Extrait fourni:
Les jeunes Israéliens qui ont organisé la manifestation de dimanche – principalement sur les réseaux sociaux et en ligne – ne sont pas centralement organisés et donc n’ont pas de dirigeants officiels pour articuler leurs demandes, déplore Elazar Legesse, de l’Association israélienne pour les Juifs éthiopiens.
Son organisation, cependant, appelle le gouvernement à mettre en œuvre trois mesures immédiates. D’abord, la police devrait clôturer toutes les affaires en suspens de mineurs éthiopiens accusés de violence contre un agent de police.
« Un garçon de 14 ans ou un adolescent de 17 ans peuvent frapper un policier ? Est-ce que cela semble logique ? », s’insurge-t-elle. Derrière ces affaires, il y a généralement des cas de policiers qui ont battu les jeunes, puis ouvert une affaire contre eux, accuse-t-elle.

Données fournies:
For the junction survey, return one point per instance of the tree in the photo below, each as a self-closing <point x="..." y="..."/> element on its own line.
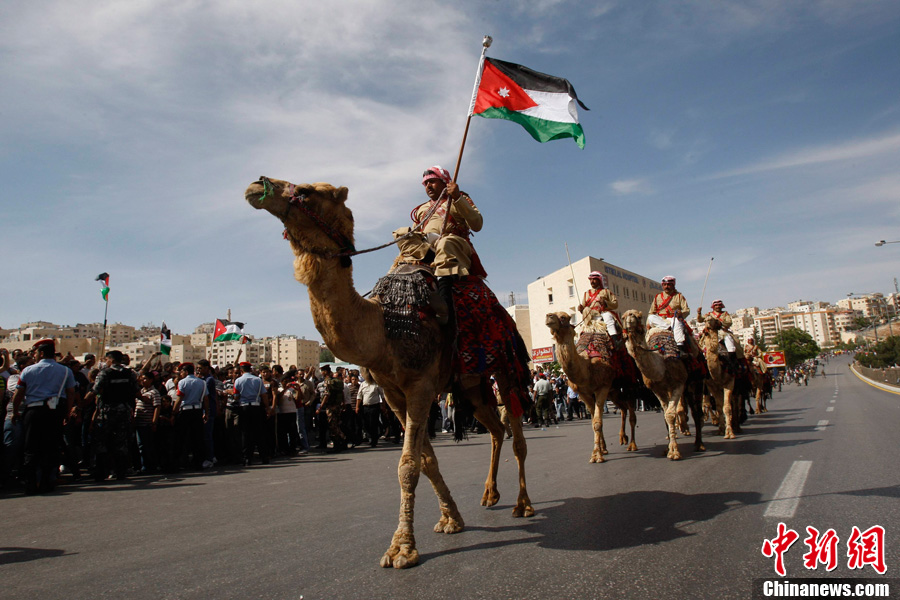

Objectif: Recopiez l'extrait entre « Son organisation, cependant, appelle » et « agent de police. » inclus, en substituant « mesures urgentes » à « mesures immédiates ». Appuyez-vous uniquement sur l'extrait.

Réponse:
Son organisation, cependant, appelle le gouvernement à mettre en œuvre trois mesures urgentes. D’abord, la police devrait clôturer toutes les affaires en suspens de mineurs éthiopiens accusés de violence contre un agent de police.